■ Задание ■
Перепишите эти строки, заменив «flower cluster» на «blossom cluster» и ничего больше не меняя. Изображения в ответ не включайте.

■ Материал для задания ■
'''
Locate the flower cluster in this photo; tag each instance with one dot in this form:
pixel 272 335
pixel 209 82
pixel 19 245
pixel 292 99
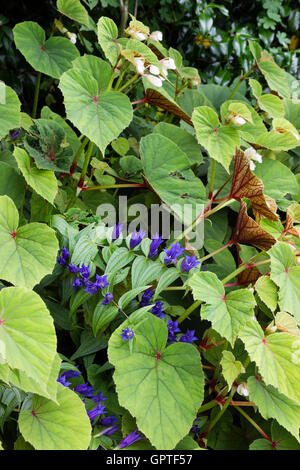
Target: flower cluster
pixel 173 329
pixel 83 276
pixel 253 156
pixel 151 72
pixel 172 254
'''
■ Решение ■
Locate the blossom cluster in this photo; tag each instance with one dot in this form:
pixel 272 335
pixel 209 82
pixel 19 245
pixel 292 99
Target: blossom cluster
pixel 173 329
pixel 83 276
pixel 253 156
pixel 151 72
pixel 172 254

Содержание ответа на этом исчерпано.